• **Given problem**:
Render everything from the line containing "Would you mind marking the wooden wall" down to the final line of the entries below as a JSON list of strings, with one string per line and blank lines skipped.

• **Listed entries**:
%%
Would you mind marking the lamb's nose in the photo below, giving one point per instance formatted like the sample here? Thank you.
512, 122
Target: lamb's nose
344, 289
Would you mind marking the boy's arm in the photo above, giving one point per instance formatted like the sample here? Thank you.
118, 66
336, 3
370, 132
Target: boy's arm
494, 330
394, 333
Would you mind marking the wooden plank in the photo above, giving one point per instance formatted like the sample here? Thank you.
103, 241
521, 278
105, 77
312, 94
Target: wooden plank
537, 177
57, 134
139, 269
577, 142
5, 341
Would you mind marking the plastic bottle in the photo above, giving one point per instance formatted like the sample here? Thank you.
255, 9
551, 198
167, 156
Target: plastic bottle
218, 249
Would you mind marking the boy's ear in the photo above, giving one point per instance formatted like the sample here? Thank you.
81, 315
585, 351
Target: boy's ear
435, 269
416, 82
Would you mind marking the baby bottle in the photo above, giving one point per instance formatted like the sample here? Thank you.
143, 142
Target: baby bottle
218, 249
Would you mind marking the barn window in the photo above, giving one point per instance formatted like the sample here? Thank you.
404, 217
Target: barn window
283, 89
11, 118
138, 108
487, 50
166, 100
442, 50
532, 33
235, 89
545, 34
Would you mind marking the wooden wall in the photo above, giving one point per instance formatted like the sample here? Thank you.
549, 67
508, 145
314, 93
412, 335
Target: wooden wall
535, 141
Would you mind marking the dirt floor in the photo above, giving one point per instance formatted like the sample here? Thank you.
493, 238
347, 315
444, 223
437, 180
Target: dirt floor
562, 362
%%
• **The result**:
[
  "Would you mind marking the wooden wall in the photo above, giving one point per instance formatted like the sample here? Thank you.",
  "549, 67",
  "508, 145",
  "314, 93",
  "412, 335",
  "Target: wooden wall",
  "535, 141",
  "Would you mind marking the dirt floor in the photo above, giving one point per instance formatted like the sample here? Thank you.",
  "493, 238",
  "347, 315",
  "444, 223",
  "437, 180",
  "Target: dirt floor",
  "562, 362"
]